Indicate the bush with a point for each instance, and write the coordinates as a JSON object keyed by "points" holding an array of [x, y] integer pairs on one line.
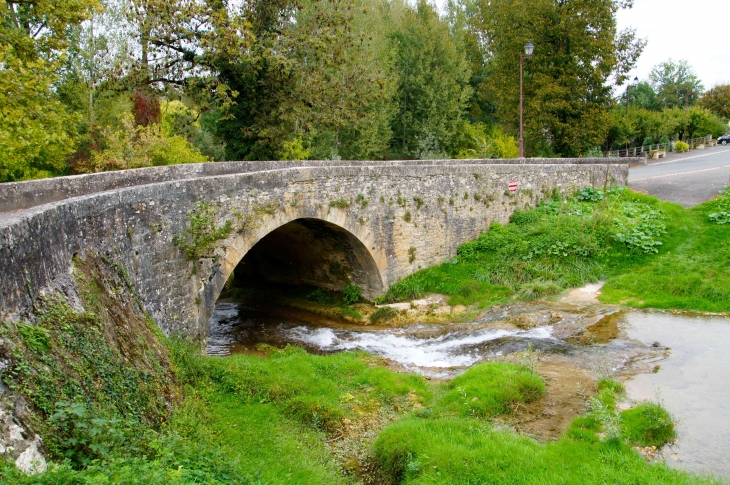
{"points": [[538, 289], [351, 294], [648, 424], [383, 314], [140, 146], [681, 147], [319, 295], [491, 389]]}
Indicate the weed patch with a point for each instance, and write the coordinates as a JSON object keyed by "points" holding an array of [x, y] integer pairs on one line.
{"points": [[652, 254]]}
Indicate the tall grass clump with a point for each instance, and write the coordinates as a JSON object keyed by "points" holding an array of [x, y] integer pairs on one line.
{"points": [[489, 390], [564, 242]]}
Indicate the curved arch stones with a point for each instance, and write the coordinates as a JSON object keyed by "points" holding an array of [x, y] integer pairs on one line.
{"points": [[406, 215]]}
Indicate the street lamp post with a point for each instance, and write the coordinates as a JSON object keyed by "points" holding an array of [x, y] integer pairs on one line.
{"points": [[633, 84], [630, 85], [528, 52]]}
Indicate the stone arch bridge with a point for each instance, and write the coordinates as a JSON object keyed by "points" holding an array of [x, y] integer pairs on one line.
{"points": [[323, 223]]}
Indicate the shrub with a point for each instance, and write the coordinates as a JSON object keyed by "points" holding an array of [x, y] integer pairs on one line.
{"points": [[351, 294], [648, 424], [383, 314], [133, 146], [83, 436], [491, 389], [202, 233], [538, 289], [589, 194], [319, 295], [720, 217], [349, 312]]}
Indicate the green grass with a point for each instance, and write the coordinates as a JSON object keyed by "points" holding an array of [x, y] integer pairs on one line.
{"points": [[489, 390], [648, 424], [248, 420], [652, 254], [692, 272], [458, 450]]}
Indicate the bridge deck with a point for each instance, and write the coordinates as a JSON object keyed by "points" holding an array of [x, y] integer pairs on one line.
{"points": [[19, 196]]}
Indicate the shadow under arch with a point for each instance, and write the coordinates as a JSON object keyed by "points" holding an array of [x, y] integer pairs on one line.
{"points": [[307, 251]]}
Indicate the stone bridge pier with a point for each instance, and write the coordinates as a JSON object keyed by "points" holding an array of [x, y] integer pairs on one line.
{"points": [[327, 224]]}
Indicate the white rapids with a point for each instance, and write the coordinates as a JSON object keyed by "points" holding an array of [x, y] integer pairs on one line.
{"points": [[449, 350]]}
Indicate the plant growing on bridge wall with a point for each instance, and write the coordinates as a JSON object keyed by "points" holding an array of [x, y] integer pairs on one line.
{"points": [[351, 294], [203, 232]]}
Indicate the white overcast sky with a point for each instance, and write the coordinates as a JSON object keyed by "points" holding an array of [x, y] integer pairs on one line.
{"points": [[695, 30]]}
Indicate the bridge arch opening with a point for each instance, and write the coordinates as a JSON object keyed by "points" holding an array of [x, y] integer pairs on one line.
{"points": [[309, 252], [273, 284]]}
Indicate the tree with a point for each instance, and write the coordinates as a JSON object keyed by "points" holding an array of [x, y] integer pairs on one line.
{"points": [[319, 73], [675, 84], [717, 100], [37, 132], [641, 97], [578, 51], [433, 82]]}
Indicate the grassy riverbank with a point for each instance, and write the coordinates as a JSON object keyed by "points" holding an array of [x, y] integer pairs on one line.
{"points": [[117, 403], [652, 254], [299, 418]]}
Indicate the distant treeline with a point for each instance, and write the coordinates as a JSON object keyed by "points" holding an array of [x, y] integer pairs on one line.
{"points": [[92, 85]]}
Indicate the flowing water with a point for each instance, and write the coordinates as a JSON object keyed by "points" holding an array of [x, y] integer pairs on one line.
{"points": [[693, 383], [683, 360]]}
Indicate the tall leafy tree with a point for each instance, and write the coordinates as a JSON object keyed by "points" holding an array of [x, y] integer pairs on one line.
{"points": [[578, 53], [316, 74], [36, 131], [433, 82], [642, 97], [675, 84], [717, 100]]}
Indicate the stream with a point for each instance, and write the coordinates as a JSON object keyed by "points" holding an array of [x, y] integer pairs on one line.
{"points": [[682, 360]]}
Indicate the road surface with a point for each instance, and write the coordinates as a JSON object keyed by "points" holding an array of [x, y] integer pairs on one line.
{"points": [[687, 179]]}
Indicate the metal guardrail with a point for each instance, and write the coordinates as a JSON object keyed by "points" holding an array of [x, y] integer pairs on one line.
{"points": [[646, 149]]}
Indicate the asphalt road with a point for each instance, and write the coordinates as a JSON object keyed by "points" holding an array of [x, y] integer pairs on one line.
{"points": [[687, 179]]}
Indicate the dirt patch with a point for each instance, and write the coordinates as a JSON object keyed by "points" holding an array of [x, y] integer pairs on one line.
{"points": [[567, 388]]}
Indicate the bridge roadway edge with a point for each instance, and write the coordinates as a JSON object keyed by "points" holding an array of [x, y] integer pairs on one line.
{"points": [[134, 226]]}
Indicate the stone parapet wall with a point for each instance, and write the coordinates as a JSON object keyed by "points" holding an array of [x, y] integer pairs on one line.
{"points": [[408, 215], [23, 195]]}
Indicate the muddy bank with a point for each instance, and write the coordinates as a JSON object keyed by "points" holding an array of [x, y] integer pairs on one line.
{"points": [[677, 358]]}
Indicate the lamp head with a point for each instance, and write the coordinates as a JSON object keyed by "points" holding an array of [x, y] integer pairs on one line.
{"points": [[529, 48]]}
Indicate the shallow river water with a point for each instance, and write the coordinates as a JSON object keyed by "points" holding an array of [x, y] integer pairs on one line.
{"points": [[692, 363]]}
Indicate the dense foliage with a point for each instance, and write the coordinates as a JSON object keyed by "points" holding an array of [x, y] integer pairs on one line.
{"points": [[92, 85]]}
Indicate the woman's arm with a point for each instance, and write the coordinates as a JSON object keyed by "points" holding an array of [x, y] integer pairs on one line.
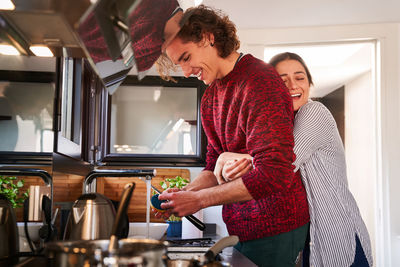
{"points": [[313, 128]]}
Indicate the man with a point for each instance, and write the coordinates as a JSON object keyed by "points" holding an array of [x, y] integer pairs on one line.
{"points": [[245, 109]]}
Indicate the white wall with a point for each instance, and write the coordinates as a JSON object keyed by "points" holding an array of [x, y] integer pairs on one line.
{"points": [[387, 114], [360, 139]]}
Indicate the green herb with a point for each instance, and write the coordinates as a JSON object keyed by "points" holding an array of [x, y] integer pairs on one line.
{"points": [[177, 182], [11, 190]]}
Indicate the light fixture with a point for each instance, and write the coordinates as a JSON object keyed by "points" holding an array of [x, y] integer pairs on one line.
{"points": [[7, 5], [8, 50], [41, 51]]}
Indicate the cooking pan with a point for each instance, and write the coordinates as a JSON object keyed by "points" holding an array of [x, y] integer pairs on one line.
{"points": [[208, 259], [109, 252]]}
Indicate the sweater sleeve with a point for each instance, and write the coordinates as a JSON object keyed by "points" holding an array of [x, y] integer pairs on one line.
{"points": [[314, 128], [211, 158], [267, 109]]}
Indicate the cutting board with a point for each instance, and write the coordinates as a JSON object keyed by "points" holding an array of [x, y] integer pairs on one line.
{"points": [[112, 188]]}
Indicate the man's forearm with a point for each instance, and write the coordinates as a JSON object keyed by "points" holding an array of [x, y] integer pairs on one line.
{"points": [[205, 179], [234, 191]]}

--

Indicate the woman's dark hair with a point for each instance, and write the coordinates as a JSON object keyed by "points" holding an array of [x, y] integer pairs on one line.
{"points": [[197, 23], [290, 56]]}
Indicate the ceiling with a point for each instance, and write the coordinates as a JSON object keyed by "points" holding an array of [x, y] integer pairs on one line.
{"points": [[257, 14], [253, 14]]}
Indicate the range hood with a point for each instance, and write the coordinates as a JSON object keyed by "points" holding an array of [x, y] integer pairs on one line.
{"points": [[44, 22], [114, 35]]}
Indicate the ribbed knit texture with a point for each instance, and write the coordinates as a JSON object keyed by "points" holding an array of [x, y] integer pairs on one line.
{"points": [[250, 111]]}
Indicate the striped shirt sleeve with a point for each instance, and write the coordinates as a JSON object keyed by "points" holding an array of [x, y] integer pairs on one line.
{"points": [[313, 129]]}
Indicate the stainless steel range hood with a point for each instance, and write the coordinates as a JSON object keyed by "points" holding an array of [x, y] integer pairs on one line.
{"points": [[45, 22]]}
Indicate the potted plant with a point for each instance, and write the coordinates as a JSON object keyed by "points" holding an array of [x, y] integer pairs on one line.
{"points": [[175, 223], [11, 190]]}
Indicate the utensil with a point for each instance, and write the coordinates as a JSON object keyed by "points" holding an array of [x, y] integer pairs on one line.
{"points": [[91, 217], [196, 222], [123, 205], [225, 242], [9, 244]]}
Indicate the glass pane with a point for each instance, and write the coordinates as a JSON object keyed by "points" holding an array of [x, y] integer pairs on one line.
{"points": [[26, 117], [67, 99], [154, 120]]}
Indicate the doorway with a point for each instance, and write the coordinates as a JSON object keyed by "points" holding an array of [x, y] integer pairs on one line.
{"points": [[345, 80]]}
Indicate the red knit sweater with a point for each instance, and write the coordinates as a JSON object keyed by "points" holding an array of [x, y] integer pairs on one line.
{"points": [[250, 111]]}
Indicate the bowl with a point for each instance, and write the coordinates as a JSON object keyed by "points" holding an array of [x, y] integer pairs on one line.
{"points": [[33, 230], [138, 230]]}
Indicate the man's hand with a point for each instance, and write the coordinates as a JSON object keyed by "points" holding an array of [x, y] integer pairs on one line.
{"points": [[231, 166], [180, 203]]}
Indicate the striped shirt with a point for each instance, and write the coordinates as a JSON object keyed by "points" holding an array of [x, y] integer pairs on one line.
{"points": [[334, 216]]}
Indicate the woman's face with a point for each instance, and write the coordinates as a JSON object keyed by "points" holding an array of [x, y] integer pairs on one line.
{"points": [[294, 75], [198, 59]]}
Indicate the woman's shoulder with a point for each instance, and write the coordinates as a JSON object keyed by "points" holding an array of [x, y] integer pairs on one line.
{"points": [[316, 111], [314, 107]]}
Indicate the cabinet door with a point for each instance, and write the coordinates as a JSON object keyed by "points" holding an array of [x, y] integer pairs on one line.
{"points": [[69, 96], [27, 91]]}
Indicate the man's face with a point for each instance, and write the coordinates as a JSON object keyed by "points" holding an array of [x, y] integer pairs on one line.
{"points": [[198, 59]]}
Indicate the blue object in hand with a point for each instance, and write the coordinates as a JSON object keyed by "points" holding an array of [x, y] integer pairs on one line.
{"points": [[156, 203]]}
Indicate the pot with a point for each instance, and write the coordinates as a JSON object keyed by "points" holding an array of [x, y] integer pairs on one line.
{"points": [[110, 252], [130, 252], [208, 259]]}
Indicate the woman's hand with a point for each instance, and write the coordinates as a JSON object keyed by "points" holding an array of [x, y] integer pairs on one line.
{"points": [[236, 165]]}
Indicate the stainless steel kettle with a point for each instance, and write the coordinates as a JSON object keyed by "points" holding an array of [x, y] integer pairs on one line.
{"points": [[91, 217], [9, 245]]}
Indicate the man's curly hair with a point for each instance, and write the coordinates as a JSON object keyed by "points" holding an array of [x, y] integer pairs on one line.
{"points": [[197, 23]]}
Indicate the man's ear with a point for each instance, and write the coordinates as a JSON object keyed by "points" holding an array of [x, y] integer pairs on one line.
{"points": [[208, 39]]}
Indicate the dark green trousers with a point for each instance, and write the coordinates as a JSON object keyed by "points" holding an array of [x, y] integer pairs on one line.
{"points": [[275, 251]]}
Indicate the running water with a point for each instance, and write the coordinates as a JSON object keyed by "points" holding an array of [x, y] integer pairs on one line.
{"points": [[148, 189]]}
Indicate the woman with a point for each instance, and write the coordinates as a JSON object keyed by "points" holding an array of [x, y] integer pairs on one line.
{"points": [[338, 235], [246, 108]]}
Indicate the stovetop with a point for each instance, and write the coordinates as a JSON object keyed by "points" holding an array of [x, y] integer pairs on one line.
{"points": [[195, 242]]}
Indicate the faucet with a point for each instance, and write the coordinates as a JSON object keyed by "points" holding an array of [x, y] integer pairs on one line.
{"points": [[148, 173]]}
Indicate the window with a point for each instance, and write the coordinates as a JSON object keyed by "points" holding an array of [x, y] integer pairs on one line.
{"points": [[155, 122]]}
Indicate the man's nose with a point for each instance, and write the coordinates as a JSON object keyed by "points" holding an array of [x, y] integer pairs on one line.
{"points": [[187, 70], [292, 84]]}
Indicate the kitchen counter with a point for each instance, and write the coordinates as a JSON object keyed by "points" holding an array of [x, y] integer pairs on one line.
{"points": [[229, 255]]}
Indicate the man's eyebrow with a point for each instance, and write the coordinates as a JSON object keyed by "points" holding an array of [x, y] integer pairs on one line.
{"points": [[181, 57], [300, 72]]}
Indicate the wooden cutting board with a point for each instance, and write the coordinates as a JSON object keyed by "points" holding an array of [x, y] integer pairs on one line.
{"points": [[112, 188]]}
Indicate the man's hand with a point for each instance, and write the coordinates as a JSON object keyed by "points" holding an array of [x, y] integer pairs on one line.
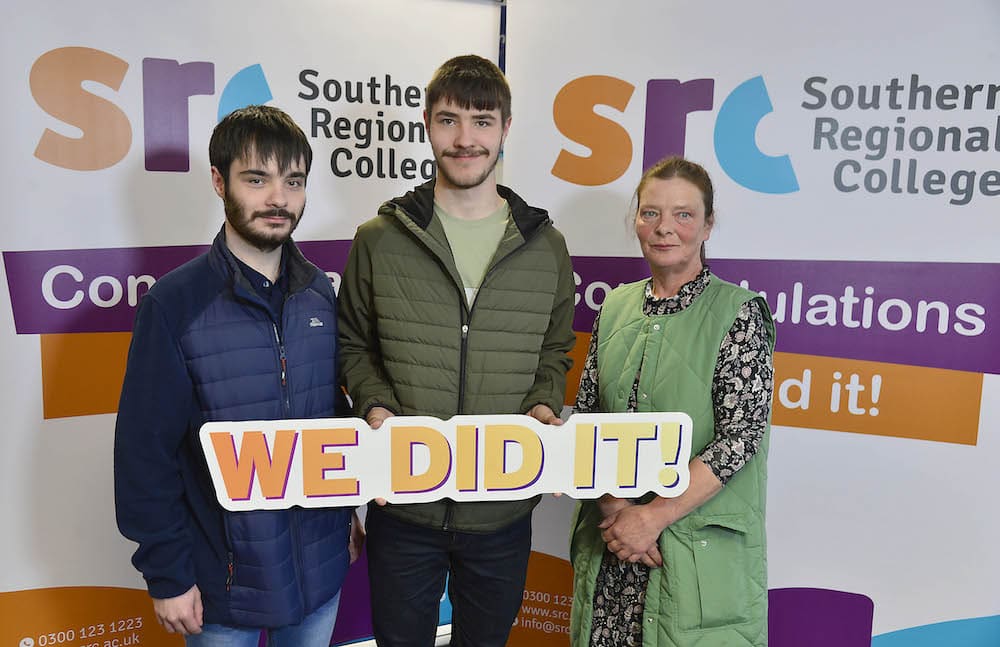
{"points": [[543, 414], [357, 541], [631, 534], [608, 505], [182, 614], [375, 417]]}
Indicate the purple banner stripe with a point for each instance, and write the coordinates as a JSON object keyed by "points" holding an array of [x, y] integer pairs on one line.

==

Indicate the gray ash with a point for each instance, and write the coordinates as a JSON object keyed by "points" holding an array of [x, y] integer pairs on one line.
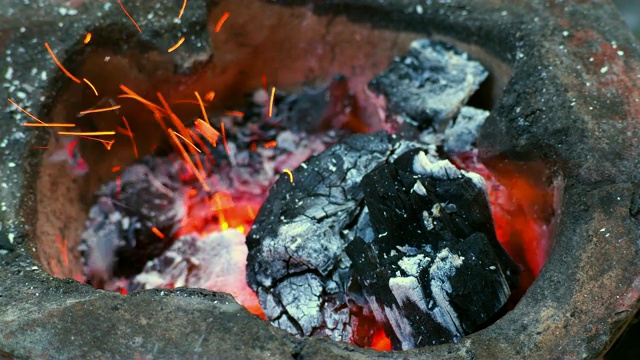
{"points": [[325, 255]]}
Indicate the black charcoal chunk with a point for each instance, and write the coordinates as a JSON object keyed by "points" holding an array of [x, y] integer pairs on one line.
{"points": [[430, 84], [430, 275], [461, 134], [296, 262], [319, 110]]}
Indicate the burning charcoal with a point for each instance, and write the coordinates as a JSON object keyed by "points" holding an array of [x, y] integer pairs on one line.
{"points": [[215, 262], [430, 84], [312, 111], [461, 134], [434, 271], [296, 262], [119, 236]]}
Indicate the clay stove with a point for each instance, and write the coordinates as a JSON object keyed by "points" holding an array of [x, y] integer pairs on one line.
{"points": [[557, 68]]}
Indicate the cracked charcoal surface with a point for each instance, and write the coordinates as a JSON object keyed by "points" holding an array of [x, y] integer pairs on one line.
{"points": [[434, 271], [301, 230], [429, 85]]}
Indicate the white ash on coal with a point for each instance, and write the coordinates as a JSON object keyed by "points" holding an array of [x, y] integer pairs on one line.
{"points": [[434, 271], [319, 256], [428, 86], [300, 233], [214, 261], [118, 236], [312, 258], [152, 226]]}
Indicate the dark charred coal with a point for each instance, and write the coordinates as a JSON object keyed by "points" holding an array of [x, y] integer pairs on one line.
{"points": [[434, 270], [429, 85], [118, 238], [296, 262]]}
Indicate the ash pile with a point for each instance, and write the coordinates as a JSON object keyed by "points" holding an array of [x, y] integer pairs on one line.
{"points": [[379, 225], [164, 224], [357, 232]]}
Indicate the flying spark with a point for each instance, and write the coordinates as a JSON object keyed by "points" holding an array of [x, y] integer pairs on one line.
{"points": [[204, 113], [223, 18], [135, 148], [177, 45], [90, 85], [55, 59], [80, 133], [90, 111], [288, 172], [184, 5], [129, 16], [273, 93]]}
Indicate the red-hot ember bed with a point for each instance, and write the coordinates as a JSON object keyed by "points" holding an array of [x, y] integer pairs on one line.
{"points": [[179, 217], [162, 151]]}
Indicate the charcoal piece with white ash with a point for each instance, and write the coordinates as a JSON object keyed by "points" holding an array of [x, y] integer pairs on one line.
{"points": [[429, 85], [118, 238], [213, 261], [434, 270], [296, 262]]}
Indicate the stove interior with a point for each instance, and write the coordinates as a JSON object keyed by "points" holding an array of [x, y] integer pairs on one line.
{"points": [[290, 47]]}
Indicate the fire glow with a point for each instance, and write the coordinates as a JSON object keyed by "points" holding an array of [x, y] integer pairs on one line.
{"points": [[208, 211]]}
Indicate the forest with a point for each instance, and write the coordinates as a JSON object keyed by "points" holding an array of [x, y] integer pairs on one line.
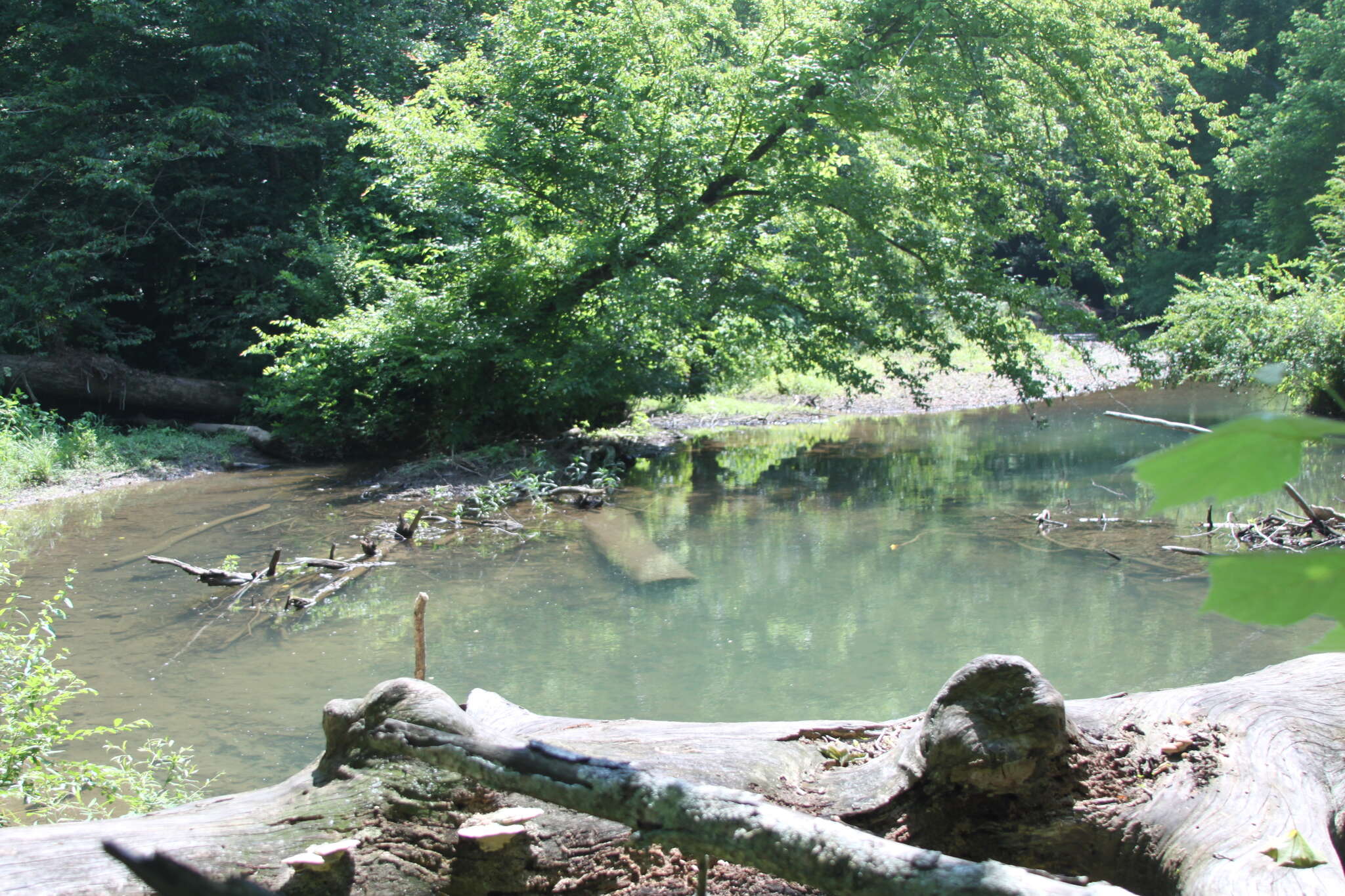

Goal: Pull out every row above that contains the string "wall", matching case exactly.

Answer in full:
Indicate the plant growing on bridge wall with a point for each instance, and write the coordinates as a JSON object keyed by "points" holding an array of [x, y] integer pairs on one line.
Indicate the stone parapet wall with a point for each instance, and write the coordinates as a JSON object keyed by "points" holding an array of [x, y] integer pairs on one line.
Indicate the white wall with a point for each instance, and write the coordinates as a JSON object keyed by "points" holding an array of [x, y] integer pairs on one line.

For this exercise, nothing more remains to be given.